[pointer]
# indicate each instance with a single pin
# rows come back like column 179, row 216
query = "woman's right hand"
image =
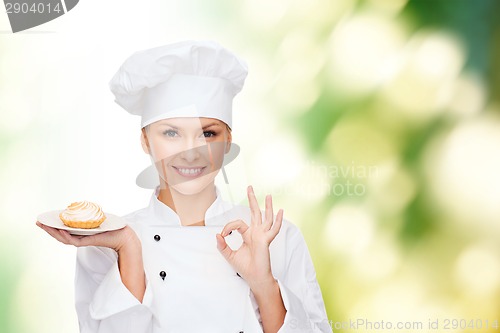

....

Zamień wiersze wszystkich rekordów powyżej na listę JSON z łańcuchami znaków, po jednym na każdy wiersz, bez pustych wierszy. Obrazy pomiń w odpowiedzi.

[
  "[pointer]",
  "# indicate each instance with a single pin",
  "# rows come back like column 179, row 216",
  "query = \"woman's right hand\"",
  "image ="
]